* SELECTED EXTRACT
In 1906, when Zogbé was sixteen years old, she left Lebanon for a marriage that her parents had arranged for her in Argentina. She married Domingo Samaja, a wealthy Lebanese-Argentinian immigrant. She legally divorced him in the early 1930s and never remarried. Though the marriage did not last, she reportedly cultivated an enduring love of art during the many trips she took with Samaja to Paris.

As an adult, Zogbé settled permanently in Buenos Aires. By this time, Argentina hosted a substantial population of people Lebanese origin – a population that numbered 148,270 people in 1926. Members of this community developed a distinct Lebanese-Argentine cultural identity, even while many retained, like Zogbé, a firm connection to Lebanon.

== Career ==

Zogbé began to exhibit her work in Argentinian galleries starting in the 1930s. Her first solo exhibition occurred in 1934 at the Whitcomb Gallery in Buenos Aires. She later held shows at the Charpentier Gallery in Paris in 1935 and another show in Chile in 1939. She also exhibited in Rio de Janeiro, Brazil and in Uruguay. At the time, Lebanese artwork was heavily influenced by French impressionism, Spanish modernism, and German expressionism. Zogbé drew inspiration from these styles in her oil paintings. She returned to Beirut for an extended stay in 1947, during which time the Lebanese government sponsored articles on three artists including Zogbé, and gained success in the local market. During this period, her art featured in a solo show at the Cénacle Libanais, an esteemed literary salon attended by prominent Lebanese intellectuals.

Zogbé was able to travel frequently because she had resources as well as a lack of family commitments. She did much of her painting while traveling.

* EXTRACTED MATERIAL
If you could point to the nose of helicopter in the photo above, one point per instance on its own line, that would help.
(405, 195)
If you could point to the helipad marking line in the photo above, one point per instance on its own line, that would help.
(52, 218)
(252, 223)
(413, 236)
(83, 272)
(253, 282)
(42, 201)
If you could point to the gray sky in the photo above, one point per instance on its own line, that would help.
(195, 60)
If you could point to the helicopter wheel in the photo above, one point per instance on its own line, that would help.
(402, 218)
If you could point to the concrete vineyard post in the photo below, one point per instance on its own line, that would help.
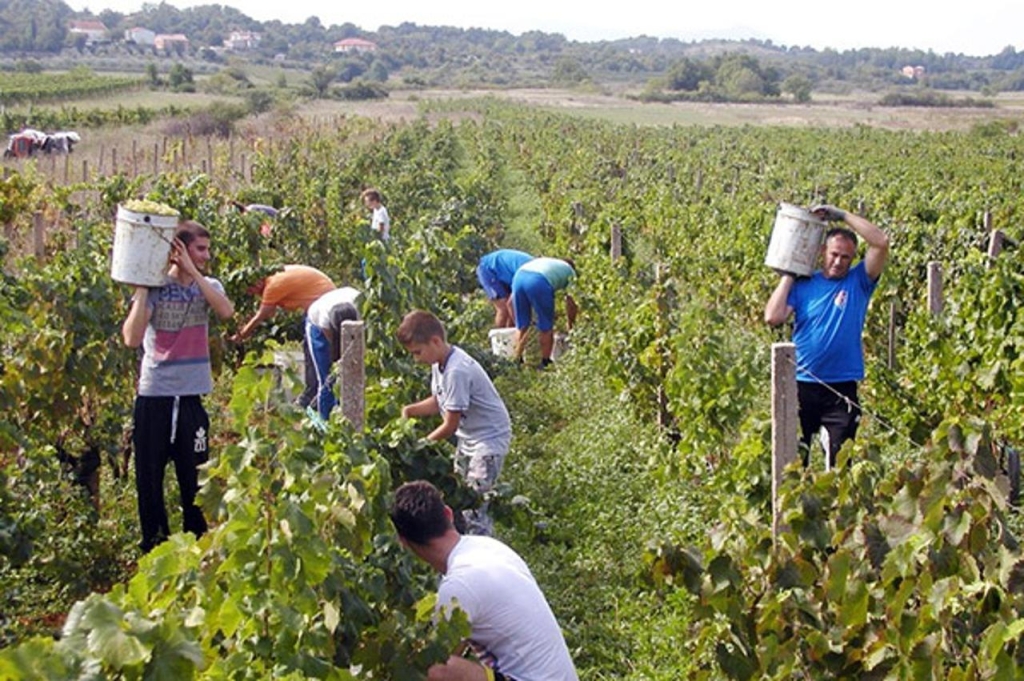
(783, 421)
(353, 373)
(934, 288)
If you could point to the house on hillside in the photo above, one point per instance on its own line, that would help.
(140, 36)
(94, 32)
(912, 73)
(242, 40)
(354, 45)
(170, 41)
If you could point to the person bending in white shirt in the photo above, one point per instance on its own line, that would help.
(513, 631)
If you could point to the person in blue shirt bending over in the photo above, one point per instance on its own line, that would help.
(829, 308)
(534, 289)
(495, 273)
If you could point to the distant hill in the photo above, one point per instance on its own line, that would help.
(445, 55)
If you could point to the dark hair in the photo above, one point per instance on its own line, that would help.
(189, 230)
(339, 313)
(848, 235)
(418, 512)
(419, 327)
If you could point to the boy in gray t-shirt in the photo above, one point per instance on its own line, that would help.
(470, 408)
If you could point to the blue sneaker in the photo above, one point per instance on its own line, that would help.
(315, 419)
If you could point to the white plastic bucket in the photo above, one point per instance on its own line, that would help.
(503, 342)
(141, 247)
(560, 346)
(796, 241)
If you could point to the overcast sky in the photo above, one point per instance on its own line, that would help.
(979, 28)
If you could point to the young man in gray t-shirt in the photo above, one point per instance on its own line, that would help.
(470, 407)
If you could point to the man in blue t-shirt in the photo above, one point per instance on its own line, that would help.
(495, 273)
(829, 308)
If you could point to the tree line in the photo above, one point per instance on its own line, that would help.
(500, 57)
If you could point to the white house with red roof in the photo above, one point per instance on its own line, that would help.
(354, 45)
(94, 32)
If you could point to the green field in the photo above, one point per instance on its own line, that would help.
(639, 483)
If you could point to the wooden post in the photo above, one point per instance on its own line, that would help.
(934, 288)
(353, 374)
(577, 216)
(39, 236)
(784, 441)
(995, 240)
(660, 336)
(893, 310)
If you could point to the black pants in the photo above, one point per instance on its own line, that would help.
(830, 406)
(169, 429)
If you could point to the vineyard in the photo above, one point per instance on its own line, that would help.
(638, 485)
(23, 88)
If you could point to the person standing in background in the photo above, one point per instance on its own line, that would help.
(380, 221)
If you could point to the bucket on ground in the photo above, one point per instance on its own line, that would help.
(142, 245)
(561, 345)
(503, 342)
(796, 241)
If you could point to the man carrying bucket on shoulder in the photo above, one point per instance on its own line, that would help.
(171, 323)
(829, 308)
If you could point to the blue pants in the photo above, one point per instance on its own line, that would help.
(320, 352)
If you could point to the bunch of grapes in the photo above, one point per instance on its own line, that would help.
(150, 207)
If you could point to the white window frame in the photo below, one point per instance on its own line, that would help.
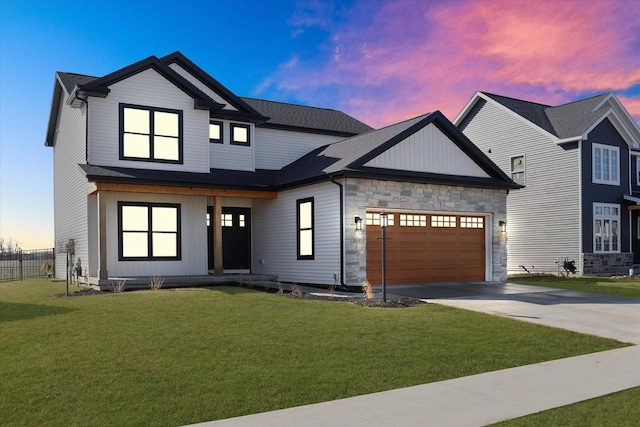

* WHAT THE TASK ASKS
List every specific year (not decade) that the text about Zogbé mentions, with what happened in each.

* REPLY
- 1906: At sixteen, Zogbé left Lebanon for an arranged marriage in Argentina.
- 1926: Argentina's population of Lebanese origin numbered 148,270 people.
- 1934: Her first solo exhibition took place at the Whitcomb Gallery in Buenos Aires.
- 1935: She held a show at the Charpentier Gallery in Paris.
- 1939: She held a show in Chile.
- 1947: She returned to Beirut for an extended stay.